→ Text excerpt

=== Begin Enclosure ===

Both trends will have impact on grid resilience; the microgrids are usually connected to regional grids in order to sell surplus power, and the mega plants obviously require large grid investments as well. When we seek to understand the effect on resilience we need to examine two types of events:

  • Large-scale random event threatening the regularity of the power transmission capability
  • Large-scale attack by SCADA hackers that knock out production and transmission capacities over extended areas

We will not perform a structured risk assessment here but we will rather look at some possible effects of these trends when it comes to power regularity and (national?) security.

Infographic from statkraft.com abou Fosen Vind – Europe’s largest onshore wind project (1000 MW)

Recent events that are interesting to know about

Mega-plants and increasing grid integration

Power plants are in the wind, literally speaking. The push for renewables to come to the market is giving concrete large-scale investments. Currently we are seeing several interesting projects moving ahead:

In addition to this, we see that NERC, the American organization responsible for the reliability of the power grids in the United States, Canada and parts of Mexico are working to include Mexico as a full member. This will very likely lead to increased integration of the power transmission capacities across the U.S.-Mexico border, at least at the organizational and grid management levels.

Random faults and large-scale network effects

What happens to the transmission capacity when random faults occur? This depends on the redundancy built into the network, and the capacities of the remaining lines when one or more paths fail. As more of the energy mix moves towards renewables we are going to be even more dependent on a reliable transmission grid; renewable energy is hard to store, and the cost of high-capacity storage will add to the energy price, making renewable sources less competitive compared with fossil fuels.

=== End Enclosure ===

→ Data for analysis

=== Begin Enclosure ===

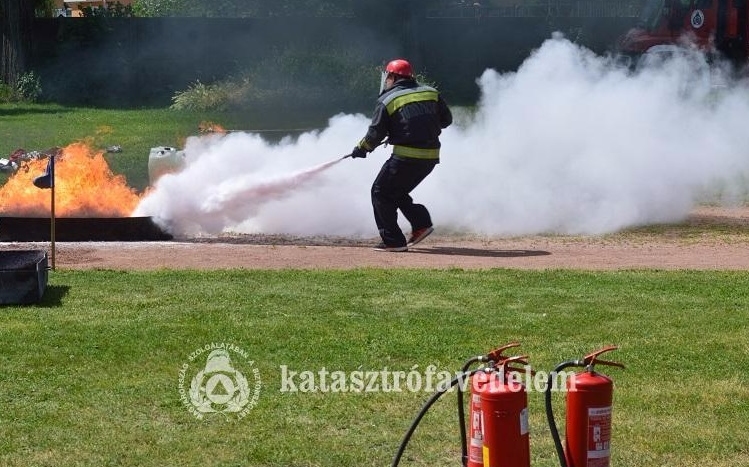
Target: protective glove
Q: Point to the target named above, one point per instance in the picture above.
(358, 153)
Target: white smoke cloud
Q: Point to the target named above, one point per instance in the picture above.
(570, 143)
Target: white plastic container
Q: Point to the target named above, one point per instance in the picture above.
(163, 160)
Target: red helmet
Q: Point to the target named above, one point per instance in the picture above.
(400, 67)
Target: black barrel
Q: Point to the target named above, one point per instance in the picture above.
(23, 276)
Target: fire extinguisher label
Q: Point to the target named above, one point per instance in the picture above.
(524, 426)
(599, 436)
(476, 452)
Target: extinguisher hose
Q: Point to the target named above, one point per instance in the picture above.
(440, 391)
(461, 411)
(549, 409)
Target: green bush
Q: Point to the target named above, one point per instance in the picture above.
(29, 87)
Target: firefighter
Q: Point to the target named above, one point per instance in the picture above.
(412, 117)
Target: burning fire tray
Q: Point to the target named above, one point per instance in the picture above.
(81, 229)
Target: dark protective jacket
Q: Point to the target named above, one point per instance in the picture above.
(412, 117)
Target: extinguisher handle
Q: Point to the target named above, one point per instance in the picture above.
(591, 359)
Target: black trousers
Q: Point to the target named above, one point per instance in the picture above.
(391, 192)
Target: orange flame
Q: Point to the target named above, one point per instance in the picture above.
(84, 187)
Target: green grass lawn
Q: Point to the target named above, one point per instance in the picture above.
(37, 127)
(90, 375)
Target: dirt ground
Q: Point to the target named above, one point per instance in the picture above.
(711, 238)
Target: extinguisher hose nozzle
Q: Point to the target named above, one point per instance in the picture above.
(437, 394)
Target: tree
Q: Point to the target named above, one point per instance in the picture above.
(16, 17)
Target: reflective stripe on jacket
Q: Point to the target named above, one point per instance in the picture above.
(411, 116)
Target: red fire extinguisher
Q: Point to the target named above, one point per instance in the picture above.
(588, 422)
(498, 416)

=== End Enclosure ===

Translate this sentence from the grid resilience text into Spanish: "As more of the energy mix moves towards renewables we are going to be even more dependent on a reliable transmission grid; renewable energy is hard to store, and the cost of high-capacity storage will add to the energy price, making renewable sources less competitive compared with fossil fuels."

→ Task response
A medida que una mayor parte de la combinación energética se desplace hacia las renovables, vamos a depender aún más de una red de transmisión fiable; la energía renovable es difícil de almacenar, y el costo del almacenamiento de alta capacidad se sumará al precio de la energía, lo que hará que las fuentes renovables sean menos competitivas en comparación con los combustibles fósiles.